- [Written request]: Each entry has to be copied exactly, with nothing missed.

╭──

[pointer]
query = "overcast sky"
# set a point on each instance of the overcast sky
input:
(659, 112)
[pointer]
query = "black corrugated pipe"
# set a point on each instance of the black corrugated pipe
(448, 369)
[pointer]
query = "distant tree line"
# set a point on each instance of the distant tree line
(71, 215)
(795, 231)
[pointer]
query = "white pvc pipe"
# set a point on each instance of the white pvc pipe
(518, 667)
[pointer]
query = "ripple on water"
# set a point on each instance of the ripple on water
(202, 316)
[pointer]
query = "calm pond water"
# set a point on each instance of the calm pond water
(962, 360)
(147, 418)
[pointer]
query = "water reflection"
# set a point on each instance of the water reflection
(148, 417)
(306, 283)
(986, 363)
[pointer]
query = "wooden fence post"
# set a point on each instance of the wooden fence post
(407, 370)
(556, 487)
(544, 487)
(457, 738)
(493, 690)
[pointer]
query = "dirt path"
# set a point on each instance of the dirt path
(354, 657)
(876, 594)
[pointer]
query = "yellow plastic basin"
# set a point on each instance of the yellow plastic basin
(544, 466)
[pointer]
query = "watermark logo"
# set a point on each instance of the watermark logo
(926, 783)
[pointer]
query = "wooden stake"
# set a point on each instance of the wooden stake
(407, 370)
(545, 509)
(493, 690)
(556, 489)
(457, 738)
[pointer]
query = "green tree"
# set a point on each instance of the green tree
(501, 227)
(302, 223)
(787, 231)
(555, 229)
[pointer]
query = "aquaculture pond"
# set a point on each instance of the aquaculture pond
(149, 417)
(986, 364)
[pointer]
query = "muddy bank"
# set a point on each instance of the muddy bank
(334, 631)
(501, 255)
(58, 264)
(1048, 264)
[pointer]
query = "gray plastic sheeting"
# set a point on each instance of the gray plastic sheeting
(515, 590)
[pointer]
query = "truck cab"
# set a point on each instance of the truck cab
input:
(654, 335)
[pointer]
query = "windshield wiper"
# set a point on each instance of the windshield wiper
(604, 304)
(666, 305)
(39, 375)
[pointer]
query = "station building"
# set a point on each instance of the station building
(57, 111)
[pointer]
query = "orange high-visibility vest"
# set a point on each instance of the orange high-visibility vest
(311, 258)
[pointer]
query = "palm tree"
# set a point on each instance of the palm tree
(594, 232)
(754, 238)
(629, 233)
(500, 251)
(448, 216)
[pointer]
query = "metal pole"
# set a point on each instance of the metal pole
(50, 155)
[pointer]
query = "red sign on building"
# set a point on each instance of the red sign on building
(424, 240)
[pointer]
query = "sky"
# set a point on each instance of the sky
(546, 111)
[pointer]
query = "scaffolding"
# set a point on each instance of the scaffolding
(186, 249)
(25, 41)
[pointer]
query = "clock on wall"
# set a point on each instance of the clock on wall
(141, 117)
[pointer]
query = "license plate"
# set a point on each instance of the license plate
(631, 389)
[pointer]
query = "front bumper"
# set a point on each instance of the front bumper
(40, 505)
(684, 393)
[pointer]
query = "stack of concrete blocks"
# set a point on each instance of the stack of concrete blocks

╰──

- [Output for this exercise]:
[pointer]
query = "overcast sky"
# set a point on each instance of the overcast sky
input:
(659, 112)
[pointer]
query = "black corrugated pipe"
# set a point on each instance of the black corrugated pipe
(448, 369)
[pointer]
query = "distant tree line"
# set a point on each instance of the distant tree line
(71, 215)
(795, 231)
[pointer]
query = "white pvc pipe"
# set a point on each instance of the white pvc pipe
(518, 667)
[pointer]
query = "ripple on water"
# set a point on each instance of the ripple on water
(202, 316)
[pointer]
query = "calm pond water"
# set a point on each instance of the calm pond water
(962, 360)
(147, 418)
[pointer]
query = "water reflection"
# set a point on each instance of the water reflection
(148, 417)
(306, 283)
(986, 363)
[pointer]
query = "wooden fence post"
# set a point on each instance of the wooden fence post
(407, 370)
(556, 487)
(544, 487)
(457, 738)
(493, 690)
[pointer]
query = "dirt path"
# set a point on each instance of the dirt path
(354, 657)
(876, 594)
[pointer]
query = "yellow plastic basin"
# set a point on each instance of the yellow plastic basin
(544, 466)
[pointer]
query = "watermark logo"
# set a point on each instance of the watermark logo
(926, 783)
[pointer]
query = "wooden stake"
# set a point on each instance of the wooden stake
(407, 370)
(545, 509)
(493, 690)
(556, 489)
(457, 738)
[pointer]
query = "green tree"
# set a point on each instance of the green tree
(501, 227)
(302, 223)
(787, 231)
(555, 229)
[pointer]
query = "aquaculture pond"
# set a point on each instance of the aquaculture pond
(149, 417)
(986, 364)
[pointer]
query = "muddy bank"
# set a point on each instance of the muddy bank
(334, 631)
(501, 255)
(58, 264)
(1048, 264)
[pointer]
query = "gray plastic sheeting"
# set a point on each instance of the gray plastic sheeting
(515, 590)
[pointer]
query = "truck cab"
# set a point on each instance of the truck cab
input:
(654, 335)
[pointer]
query = "windshield wiper"
# set a point on each instance of the windshield wiper
(604, 304)
(666, 305)
(39, 375)
[pointer]
query = "station building"
# set a point on each instance of the station building
(57, 111)
[pointer]
query = "orange high-visibility vest"
# set a point on each instance of the orange high-visibility vest
(311, 258)
[pointer]
query = "palm tree"
# set a point on each instance of the palm tree
(594, 232)
(754, 238)
(629, 233)
(500, 251)
(448, 216)
[pointer]
query = "metal pole"
# set a point on each instance of the metal pole
(50, 155)
[pointer]
query = "red sign on building"
# set a point on each instance of the red sign on building
(424, 240)
[pointer]
query = "sky"
# set a point on each instance of the sky
(546, 111)
[pointer]
query = "scaffolding"
# set a point on each instance of the scaffolding
(186, 249)
(25, 41)
[pointer]
query = "clock on wall"
# set a point on each instance of the clock on wall
(141, 117)
[pointer]
query = "license plate"
# set a point on each instance of the license plate
(631, 389)
[pointer]
query = "front bumper"
# set a point on each instance of the front bumper
(40, 505)
(684, 393)
[pointer]
query = "stack of concrete blocks"
# set a point on each instance of the stack of concrete blocks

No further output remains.